Text block START
Mexican philanthropist

Rosario Garza Sada (14 March 1893 – 5 December 1994) was a Mexican art promoter and philanthropist. The daughter of businessman Isaac Garza Garza, she was known for being the founder of the Conchita Clinic and Maternity, as well as Arte, A.C., a cultural association and school of design that provides support to artists from northern Mexico.

==Biography==
Rosario Garza Sada was born in Monterrey, Nuevo León, on 14 March 1893, to parents Consuelo Sada and Isaac Garza Garza. She married Adolfo Zambrano and they had two children, Francisco and Cecilia.

On 8 December 1938, she founded the Casa de Cuna Conchita, with the object of helping mothers with financial problems and the lack of a home for their children. Its name is a dedication to the memory of María Concepción, a girl whom Rosario adopted after she was left at the door of her house, and who died at ten months of age. At the same time, she created the Conchita Clinic and Maternity, which was the first of its kind in the northeastern region of Mexico. In 1947, she founded the School of Nursing and Obstetrics, affiliated with the National Autonomous University of Mexico.
Text block END
Source information START
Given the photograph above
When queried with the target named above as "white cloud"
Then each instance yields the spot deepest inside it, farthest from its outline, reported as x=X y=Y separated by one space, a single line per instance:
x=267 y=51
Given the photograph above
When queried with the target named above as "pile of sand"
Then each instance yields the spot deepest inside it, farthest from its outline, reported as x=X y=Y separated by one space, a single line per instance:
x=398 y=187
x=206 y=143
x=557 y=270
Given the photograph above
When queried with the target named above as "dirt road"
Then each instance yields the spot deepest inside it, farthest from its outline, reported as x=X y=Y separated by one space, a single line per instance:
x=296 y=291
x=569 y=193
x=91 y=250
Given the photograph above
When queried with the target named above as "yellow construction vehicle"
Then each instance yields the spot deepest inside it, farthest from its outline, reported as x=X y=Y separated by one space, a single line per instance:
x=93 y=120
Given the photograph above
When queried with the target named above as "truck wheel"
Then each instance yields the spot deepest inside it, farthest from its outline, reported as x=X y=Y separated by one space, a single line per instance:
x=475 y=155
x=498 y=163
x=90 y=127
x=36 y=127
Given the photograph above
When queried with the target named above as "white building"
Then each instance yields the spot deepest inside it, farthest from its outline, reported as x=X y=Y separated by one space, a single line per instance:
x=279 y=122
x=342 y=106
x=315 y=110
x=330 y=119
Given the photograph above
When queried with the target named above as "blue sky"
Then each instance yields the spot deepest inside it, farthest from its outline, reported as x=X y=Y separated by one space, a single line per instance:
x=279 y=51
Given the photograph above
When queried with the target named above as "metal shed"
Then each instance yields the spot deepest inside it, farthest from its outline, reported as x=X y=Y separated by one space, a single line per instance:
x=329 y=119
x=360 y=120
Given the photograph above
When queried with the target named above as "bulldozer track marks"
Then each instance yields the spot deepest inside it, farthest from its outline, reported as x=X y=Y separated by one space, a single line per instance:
Source information END
*Your task*.
Answer these questions from the text about Rosario Garza Sada above:
(a) What is the name of the cultural association she founded to support artists from northern Mexico?
(b) Who were her parents?
(c) In what year did she found the School of Nursing and Obstetrics?

*Result of this exercise*.
(a) Arte, A.C.
(b) Consuelo Sada and Isaac Garza Garza
(c) 1947